**SUPPLIED INFORMATION**
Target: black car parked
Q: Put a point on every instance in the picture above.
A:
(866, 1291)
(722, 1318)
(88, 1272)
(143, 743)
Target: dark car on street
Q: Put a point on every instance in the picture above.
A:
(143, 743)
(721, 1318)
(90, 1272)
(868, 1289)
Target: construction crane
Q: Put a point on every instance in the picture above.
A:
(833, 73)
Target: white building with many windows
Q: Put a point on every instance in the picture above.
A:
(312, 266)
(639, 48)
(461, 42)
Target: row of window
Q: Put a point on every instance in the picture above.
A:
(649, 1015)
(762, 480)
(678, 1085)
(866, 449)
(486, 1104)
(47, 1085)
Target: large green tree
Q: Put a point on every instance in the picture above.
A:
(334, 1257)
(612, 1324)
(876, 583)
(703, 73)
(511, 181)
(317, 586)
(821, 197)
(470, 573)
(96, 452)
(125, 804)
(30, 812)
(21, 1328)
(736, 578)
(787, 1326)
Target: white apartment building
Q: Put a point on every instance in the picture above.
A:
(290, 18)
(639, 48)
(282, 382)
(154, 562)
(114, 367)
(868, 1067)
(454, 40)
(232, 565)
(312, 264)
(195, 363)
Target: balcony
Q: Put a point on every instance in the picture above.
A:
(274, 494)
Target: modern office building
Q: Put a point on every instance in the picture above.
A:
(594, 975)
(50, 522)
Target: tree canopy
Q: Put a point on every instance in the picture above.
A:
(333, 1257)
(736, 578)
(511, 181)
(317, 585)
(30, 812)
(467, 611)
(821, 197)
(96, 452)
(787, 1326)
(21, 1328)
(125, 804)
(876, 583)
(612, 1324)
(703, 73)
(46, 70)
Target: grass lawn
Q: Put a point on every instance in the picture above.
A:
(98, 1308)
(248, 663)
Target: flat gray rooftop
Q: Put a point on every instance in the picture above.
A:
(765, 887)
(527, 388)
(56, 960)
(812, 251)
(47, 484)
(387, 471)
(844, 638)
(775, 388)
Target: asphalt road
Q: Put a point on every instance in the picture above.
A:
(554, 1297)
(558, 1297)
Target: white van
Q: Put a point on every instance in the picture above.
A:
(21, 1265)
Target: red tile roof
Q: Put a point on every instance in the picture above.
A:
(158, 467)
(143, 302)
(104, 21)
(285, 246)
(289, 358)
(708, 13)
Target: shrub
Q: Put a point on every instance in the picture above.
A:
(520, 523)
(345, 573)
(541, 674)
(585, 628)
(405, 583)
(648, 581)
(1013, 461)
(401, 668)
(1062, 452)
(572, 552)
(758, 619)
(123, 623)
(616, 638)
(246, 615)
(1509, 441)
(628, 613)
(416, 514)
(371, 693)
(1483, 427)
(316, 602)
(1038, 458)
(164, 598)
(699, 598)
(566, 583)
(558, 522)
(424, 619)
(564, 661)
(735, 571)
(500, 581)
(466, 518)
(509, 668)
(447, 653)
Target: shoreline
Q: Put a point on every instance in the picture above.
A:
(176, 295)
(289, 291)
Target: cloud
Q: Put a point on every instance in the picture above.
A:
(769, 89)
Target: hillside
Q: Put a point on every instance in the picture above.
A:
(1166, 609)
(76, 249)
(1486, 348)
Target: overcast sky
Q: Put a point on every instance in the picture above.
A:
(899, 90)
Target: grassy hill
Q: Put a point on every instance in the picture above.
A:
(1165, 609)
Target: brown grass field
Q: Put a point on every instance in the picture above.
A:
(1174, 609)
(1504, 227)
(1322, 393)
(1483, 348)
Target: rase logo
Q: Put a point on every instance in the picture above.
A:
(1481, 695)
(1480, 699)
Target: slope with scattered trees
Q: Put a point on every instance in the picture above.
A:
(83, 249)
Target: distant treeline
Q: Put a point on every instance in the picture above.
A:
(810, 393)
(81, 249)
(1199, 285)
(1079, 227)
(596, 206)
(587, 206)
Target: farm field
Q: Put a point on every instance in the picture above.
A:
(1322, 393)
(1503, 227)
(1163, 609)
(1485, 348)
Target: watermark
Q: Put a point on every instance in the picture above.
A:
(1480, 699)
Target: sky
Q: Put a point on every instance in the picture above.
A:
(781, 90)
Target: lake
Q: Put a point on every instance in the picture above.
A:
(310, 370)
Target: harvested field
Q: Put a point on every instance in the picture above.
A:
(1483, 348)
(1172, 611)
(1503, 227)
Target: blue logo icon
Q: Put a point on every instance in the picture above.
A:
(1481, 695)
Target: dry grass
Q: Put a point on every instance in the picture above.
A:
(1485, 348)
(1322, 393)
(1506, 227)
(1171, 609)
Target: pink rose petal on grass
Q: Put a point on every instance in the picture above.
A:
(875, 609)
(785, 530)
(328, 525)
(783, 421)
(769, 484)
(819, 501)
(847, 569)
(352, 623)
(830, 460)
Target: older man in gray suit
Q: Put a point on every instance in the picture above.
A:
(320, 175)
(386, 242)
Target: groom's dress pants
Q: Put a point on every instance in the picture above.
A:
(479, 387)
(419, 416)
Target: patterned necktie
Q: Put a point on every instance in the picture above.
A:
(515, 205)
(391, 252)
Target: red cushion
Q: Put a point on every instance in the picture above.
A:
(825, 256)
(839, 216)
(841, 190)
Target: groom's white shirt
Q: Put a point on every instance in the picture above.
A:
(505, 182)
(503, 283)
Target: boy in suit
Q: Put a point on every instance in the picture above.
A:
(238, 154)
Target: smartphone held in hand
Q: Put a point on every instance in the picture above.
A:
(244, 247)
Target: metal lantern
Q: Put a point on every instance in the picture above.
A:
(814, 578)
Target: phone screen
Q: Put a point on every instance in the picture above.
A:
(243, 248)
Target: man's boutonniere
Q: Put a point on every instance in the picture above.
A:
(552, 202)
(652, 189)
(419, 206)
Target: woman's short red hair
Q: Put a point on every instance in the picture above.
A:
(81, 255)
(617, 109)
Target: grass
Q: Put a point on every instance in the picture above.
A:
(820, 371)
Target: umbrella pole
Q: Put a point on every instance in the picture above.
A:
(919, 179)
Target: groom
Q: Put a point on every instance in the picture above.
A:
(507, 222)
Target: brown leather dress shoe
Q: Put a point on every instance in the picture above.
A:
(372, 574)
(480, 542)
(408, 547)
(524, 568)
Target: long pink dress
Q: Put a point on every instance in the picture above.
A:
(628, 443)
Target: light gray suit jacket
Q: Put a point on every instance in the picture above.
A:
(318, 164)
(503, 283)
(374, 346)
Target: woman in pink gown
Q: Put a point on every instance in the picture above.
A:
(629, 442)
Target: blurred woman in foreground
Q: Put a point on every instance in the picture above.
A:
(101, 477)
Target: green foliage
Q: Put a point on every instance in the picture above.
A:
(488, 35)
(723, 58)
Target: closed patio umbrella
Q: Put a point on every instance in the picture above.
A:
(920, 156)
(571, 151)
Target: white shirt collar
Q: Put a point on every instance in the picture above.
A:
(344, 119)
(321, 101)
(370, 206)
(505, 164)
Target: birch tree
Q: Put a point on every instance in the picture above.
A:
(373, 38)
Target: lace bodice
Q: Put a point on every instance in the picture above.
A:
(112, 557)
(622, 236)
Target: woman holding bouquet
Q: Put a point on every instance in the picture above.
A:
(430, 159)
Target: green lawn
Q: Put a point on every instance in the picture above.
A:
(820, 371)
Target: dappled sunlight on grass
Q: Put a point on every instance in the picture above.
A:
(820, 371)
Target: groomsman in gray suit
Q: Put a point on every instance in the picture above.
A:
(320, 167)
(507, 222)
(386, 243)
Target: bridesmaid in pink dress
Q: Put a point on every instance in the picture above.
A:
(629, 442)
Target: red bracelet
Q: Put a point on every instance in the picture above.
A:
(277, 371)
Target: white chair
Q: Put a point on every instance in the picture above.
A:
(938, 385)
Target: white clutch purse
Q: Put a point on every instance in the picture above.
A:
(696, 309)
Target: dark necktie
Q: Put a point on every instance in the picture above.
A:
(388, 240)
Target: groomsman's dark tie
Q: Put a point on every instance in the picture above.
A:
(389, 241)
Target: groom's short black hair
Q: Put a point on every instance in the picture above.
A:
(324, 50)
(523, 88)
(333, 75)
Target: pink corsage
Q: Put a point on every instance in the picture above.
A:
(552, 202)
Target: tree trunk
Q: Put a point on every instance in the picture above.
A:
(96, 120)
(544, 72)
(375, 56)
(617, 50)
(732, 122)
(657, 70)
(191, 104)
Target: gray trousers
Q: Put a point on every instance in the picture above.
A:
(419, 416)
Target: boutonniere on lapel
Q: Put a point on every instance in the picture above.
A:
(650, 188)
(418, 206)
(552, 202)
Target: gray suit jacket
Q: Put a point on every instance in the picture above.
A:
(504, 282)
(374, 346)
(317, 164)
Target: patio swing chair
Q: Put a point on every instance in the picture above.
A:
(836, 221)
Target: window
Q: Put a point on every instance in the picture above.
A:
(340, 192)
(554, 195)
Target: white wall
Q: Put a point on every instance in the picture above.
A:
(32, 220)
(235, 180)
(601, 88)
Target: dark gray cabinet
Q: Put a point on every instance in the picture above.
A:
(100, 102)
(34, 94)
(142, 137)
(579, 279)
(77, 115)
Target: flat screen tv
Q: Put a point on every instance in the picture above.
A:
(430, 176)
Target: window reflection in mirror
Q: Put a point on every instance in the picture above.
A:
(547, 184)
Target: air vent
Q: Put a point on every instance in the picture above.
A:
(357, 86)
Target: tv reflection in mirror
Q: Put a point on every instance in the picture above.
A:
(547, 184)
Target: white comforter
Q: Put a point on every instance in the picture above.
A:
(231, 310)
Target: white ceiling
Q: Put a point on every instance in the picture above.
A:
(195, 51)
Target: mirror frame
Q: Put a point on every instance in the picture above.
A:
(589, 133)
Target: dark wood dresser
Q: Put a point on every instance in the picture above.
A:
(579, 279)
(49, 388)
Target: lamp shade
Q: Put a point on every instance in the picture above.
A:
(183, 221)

**EXERCISE GOAL**
Starting from the line that contains "Target: mirror frame", reproduce each line of the data exactly through the last one.

**FINISHED EXERCISE**
Target: mirror frame
Q: Put a point on every instance in the picture above.
A:
(589, 133)
Target: dark wood dresser
Q: Put a point on every instance in the picture above.
A:
(579, 279)
(49, 388)
Target: lamp shade
Q: Put a point on every instance in the picture above.
A:
(183, 221)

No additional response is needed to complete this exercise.